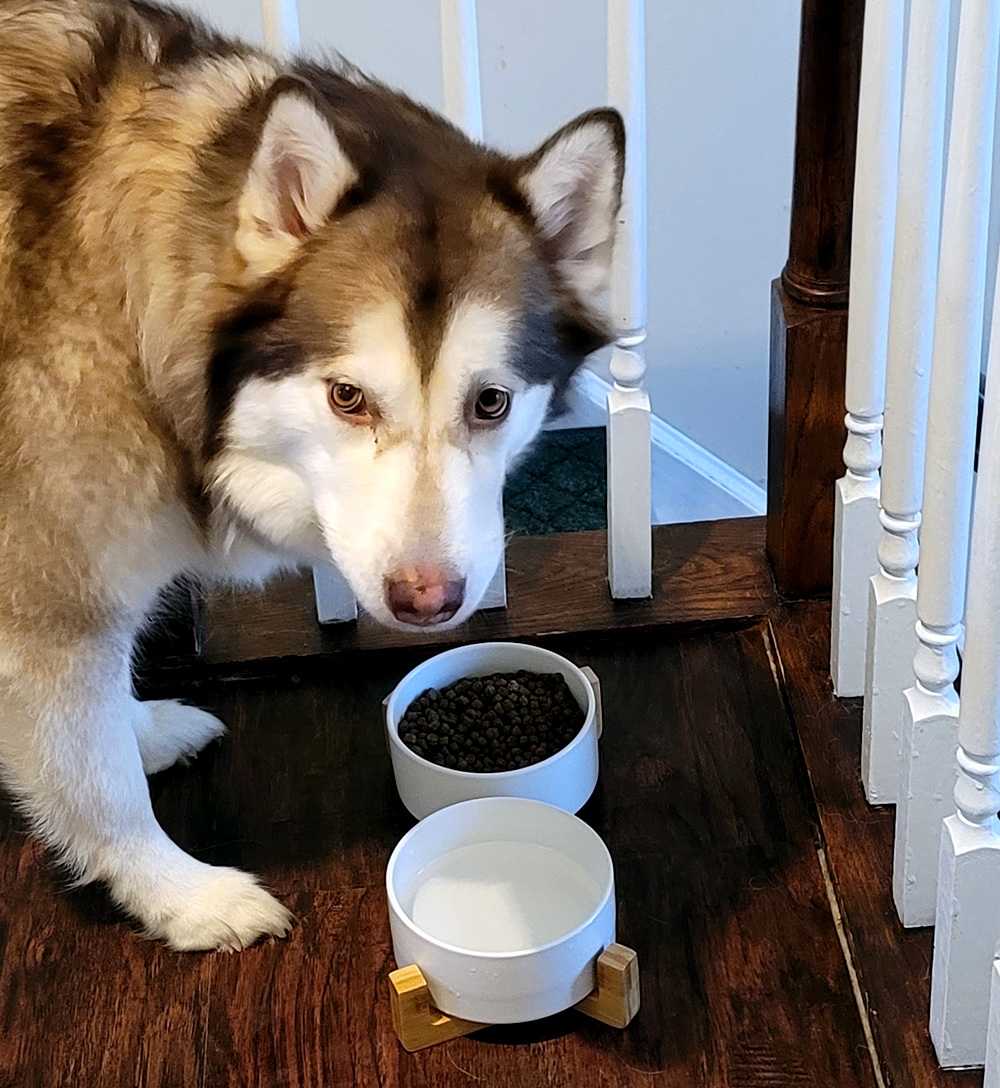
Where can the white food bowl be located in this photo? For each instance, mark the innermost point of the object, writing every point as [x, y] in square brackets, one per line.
[565, 779]
[504, 904]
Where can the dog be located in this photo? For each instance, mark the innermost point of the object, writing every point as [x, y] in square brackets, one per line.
[254, 314]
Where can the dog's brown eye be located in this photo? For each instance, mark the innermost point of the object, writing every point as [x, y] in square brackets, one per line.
[492, 404]
[347, 398]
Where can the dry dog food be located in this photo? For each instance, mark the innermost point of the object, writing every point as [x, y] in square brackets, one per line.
[496, 722]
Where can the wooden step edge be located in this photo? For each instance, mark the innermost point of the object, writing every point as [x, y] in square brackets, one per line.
[703, 572]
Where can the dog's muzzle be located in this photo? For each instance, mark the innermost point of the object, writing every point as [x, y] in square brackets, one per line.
[424, 594]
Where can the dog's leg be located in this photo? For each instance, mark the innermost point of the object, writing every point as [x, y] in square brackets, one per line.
[69, 750]
[169, 731]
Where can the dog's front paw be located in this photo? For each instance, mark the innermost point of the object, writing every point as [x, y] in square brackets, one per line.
[224, 911]
[170, 731]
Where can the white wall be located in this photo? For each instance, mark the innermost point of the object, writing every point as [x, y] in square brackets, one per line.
[721, 96]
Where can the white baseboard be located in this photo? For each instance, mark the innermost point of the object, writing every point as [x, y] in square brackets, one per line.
[587, 408]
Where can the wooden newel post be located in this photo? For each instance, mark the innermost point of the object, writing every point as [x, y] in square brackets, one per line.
[809, 304]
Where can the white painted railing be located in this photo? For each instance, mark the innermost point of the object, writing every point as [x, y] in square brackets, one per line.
[855, 515]
[629, 531]
[938, 757]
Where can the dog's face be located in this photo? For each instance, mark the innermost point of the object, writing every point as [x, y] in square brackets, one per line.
[415, 305]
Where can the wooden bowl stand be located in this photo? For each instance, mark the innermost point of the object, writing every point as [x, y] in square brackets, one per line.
[419, 1024]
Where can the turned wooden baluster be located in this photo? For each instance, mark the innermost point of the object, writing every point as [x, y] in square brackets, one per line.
[629, 508]
[891, 612]
[809, 304]
[924, 792]
[464, 107]
[930, 709]
[855, 520]
[967, 927]
[967, 922]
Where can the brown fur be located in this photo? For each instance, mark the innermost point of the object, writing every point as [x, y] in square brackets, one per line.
[125, 134]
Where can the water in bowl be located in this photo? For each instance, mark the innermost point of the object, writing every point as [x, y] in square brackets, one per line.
[502, 897]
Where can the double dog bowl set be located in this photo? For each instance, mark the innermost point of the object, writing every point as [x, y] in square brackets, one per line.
[502, 902]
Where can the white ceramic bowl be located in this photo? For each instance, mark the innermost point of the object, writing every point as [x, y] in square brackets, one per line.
[504, 904]
[565, 779]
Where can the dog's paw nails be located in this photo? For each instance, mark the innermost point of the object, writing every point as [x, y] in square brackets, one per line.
[175, 733]
[227, 911]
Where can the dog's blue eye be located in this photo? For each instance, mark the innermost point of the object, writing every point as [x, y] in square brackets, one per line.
[492, 404]
[347, 398]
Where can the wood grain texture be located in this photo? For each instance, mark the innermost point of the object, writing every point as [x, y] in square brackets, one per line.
[555, 584]
[893, 963]
[703, 802]
[826, 136]
[809, 304]
[805, 441]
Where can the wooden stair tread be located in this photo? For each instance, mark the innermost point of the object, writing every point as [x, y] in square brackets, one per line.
[704, 805]
[556, 584]
[893, 963]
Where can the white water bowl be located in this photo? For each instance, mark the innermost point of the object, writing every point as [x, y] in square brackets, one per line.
[566, 779]
[504, 904]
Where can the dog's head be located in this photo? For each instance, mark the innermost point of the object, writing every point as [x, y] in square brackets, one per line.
[415, 304]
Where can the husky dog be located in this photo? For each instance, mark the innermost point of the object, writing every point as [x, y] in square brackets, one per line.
[252, 314]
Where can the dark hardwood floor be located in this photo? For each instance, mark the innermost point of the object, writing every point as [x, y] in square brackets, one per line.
[893, 963]
[703, 801]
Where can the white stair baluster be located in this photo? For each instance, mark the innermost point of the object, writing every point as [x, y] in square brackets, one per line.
[629, 507]
[464, 107]
[334, 601]
[891, 640]
[929, 714]
[991, 1077]
[968, 890]
[855, 510]
[967, 919]
[459, 62]
[281, 26]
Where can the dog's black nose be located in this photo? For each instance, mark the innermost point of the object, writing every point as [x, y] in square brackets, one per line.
[424, 594]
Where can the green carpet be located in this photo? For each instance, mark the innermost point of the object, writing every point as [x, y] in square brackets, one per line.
[560, 486]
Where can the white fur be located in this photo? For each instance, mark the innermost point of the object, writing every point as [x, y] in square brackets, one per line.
[572, 190]
[298, 173]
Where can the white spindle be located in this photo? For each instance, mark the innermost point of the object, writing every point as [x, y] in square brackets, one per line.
[929, 717]
[891, 639]
[968, 878]
[463, 107]
[281, 26]
[968, 892]
[629, 534]
[855, 519]
[991, 1078]
[334, 601]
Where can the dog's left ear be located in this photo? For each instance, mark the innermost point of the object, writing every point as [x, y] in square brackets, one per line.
[572, 185]
[296, 176]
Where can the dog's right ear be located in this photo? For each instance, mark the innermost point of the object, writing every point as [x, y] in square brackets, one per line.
[297, 174]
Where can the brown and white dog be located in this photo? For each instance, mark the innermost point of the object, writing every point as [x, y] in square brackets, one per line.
[251, 314]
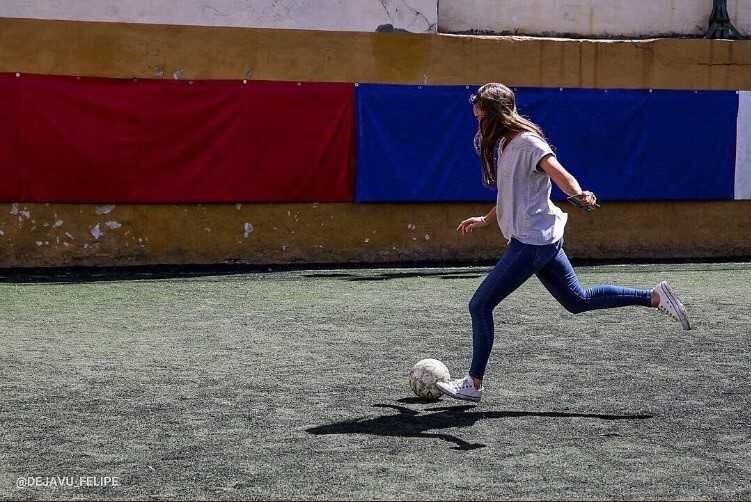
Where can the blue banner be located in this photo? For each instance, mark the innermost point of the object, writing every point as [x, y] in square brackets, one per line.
[415, 142]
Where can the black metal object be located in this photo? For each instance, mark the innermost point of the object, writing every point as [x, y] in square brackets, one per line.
[719, 23]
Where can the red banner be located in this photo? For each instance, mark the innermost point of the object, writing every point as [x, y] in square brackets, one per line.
[95, 140]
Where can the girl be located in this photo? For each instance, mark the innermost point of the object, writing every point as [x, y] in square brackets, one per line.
[517, 160]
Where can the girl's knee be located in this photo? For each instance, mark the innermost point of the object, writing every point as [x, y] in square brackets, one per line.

OBJECTIVE =>
Give the lines from the one containing "Where can the black" through the end of the entries again, exactly as written and with no other lines.

RESULT =>
Where can the black metal object be located in this photo? For each instance, mark the innermost point of the object, writing every point as [x, y] in square brackets, one per line.
[719, 23]
Where can the red banner be located in this photo? For each instance, mark the innermost point of the object, writing every point as [x, y] in square brackets, one per line.
[95, 140]
Where can the girl be located in this photo? For each instance, mark the innermost point of the object, writing every point as [x, y] in square brackets, one per line.
[517, 160]
Where can the girl's knee be located in this photo? For each instance, mark the innermost point of the object, writing every point as [x, y] in square brackets, one per line.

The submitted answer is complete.